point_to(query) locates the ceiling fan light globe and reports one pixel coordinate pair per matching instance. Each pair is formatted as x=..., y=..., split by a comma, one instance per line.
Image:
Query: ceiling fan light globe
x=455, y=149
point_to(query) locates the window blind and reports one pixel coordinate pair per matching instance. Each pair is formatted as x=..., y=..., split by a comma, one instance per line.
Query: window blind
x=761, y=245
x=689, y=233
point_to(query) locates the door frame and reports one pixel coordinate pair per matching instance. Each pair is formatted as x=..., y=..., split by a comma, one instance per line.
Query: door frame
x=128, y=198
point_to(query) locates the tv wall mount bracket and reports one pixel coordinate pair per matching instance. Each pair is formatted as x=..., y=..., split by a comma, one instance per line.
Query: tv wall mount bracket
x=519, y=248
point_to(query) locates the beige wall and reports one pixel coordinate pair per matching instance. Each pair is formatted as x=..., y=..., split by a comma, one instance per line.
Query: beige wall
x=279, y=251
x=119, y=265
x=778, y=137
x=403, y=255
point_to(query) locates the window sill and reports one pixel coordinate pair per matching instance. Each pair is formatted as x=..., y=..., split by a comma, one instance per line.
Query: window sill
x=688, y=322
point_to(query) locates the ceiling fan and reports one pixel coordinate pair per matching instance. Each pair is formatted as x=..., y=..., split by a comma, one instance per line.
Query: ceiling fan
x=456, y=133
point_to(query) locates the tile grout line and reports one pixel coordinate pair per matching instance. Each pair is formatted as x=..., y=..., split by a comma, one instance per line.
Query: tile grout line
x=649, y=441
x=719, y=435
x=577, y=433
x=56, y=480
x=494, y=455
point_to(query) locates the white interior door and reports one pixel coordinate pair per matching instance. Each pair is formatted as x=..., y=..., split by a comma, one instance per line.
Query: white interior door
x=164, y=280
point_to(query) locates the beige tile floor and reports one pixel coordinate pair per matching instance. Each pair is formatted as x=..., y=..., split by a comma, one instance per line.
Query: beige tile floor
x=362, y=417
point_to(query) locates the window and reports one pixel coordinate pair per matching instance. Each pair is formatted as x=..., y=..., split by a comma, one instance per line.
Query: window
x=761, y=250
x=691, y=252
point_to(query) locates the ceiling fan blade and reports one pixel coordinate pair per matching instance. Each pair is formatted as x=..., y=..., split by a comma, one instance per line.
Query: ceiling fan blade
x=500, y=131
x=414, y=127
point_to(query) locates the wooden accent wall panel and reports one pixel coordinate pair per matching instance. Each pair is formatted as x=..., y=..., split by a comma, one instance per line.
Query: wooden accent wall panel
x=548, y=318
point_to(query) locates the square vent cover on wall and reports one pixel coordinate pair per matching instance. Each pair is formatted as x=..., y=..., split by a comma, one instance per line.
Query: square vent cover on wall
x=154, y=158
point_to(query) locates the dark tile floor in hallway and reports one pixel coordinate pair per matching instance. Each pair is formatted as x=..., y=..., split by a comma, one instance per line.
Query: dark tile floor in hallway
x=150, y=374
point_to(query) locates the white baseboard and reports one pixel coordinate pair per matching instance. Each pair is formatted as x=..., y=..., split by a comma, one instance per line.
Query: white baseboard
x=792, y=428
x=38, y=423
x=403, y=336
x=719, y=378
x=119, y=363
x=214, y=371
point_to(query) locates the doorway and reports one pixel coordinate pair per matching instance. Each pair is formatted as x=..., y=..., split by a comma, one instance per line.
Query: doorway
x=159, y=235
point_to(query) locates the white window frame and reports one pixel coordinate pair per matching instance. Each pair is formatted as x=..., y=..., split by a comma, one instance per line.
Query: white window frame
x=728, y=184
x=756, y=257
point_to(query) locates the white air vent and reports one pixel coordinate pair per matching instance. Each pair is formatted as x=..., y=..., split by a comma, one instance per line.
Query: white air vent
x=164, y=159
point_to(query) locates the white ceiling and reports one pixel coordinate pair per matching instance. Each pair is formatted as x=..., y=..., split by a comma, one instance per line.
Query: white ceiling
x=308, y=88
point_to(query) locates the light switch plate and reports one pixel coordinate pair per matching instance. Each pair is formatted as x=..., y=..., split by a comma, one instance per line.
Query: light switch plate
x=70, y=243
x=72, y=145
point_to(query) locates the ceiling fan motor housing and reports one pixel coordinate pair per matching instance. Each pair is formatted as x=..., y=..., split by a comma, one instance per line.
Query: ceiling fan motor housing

§ REQUIRED WORK
Copy the entire listing above word for word, keeping every line as it stands.

§ WORKED SOLUTION
point_to(query) locates the ceiling fan light globe and reports one pixel coordinate pair per matching instance. Each pair is formatted as x=..., y=..., split by a comma, one instance per line.
Image:
Query: ceiling fan light globe
x=455, y=149
point_to(query) locates the window blind and reports one pixel coordinate pair per matching instance. Each pair is formatted as x=..., y=..., split by a comma, one instance per line.
Query: window blind
x=761, y=245
x=689, y=233
point_to(query) locates the door frame and reports one pixel coordinate pair per matching instance. Each pair is formatted as x=..., y=..., split by a comma, one instance per line.
Query: door frame
x=128, y=198
point_to(query) locates the tv wall mount bracket and reports one pixel coordinate pair per matching instance. Each pair is formatted as x=..., y=..., split by a comma, one instance per line.
Query: tv wall mount bracket
x=519, y=248
point_to(query) locates the beige wall and reports one pixel coordinate pair per matching instance. Each pair is formatted as x=..., y=..., split by a comma, one instance per line.
Query: beige wall
x=279, y=251
x=119, y=265
x=778, y=137
x=403, y=255
point_to(query) locates the window sill and reports one pixel coordinate pair per matching instance. Each pair is formatted as x=..., y=..., split by a comma, one instance per line.
Query: window sill
x=688, y=322
point_to(query) locates the ceiling fan and reports one pixel coordinate pair per matching instance. Each pair is formatted as x=..., y=..., split by a comma, one instance per line.
Query: ceiling fan
x=456, y=133
point_to(query) locates the tile grout line and reports one pixel coordinate pair per matching instance. Each pair is formatted as x=..., y=..., split by a comma, one instance per line.
Query: tile grout line
x=649, y=441
x=719, y=435
x=577, y=433
x=56, y=480
x=494, y=455
point_to(query) locates the white interior door and reports one pixel coordinate pair per matching instance. Each pair is formatted as x=..., y=..., split by a comma, one instance per line.
Query: white interior door
x=164, y=280
point_to(query) locates the beige tile floor and reports one pixel coordinate pair per matching instance. Each pair is formatted as x=..., y=..., split by a comma, one instance per line.
Query: beige tile floor
x=362, y=417
point_to(query) locates the window and reports one pixel coordinate pair per matching instance. Each pair is formatted as x=..., y=..., split by a comma, one instance per line.
Query: window
x=761, y=250
x=691, y=252
point_to(query) locates the ceiling fan blade and reports one pixel coordinate pair per matching instance. Each pair is formatted as x=..., y=..., split by a comma, one instance per line.
Query: ceiling fan blade
x=500, y=131
x=414, y=127
point_to(query) locates the wooden accent wall panel and reports one pixel coordinate pair per matching instance. Each pair is formatted as x=..., y=..., split by a comma, one instance per line.
Query: wooden accent wall panel
x=548, y=318
point_to(query) locates the square vent cover on wall and reports one pixel coordinate pair per matching instance. Each pair is formatted as x=..., y=..., split by a comma, one instance per line.
Query: square vent cover on wall
x=154, y=158
point_to(query) locates the dark tile floor in hallway and reports one pixel coordinate pair per matching instance. Each pair is formatted as x=..., y=..., split by a comma, one instance per line.
Query: dark tile floor in hallway
x=150, y=374
point_to(query) locates the white baseboard and reports one pixel coordinate pair per matching instance. Each pair is formatted as x=..., y=..., split by a comma, one instance per line.
Query: white baseboard
x=792, y=428
x=38, y=423
x=403, y=336
x=719, y=378
x=119, y=363
x=214, y=371
point_to(query) locates the doorway and reports one pixel coordinate pair per matching instance. Each pair is formatted as x=..., y=..., split by a comma, one instance per line.
Query: doorway
x=159, y=235
point_to(query) locates the white window frame and reports one pixel coordinate pair per matching instance. Each pair is formatted as x=..., y=..., split by a comma, one instance per line.
Query: white window frame
x=728, y=184
x=756, y=257
point_to(query) locates the white air vent and reports one pixel coordinate pair per matching instance. Each pair is formatted as x=..., y=..., split by a comma, one instance per line.
Query: white air vent
x=164, y=159
point_to(query) locates the white ceiling and reports one pixel coordinate pair per matching instance. Each pair is formatted as x=..., y=..., split by a comma, one instance per line.
Query: white ceiling
x=308, y=88
point_to(query) locates the light switch plate and reports one pixel coordinate pair per matching instance. Each pair is formatted as x=..., y=..., split by a comma, one instance per line.
Query: light switch plate
x=70, y=243
x=72, y=145
point_to(query) locates the ceiling fan motor housing and reports one pixel coordinate pair per matching instance. Each pair is formatted as x=..., y=..., split by a comma, one instance per line.
Query: ceiling fan motor housing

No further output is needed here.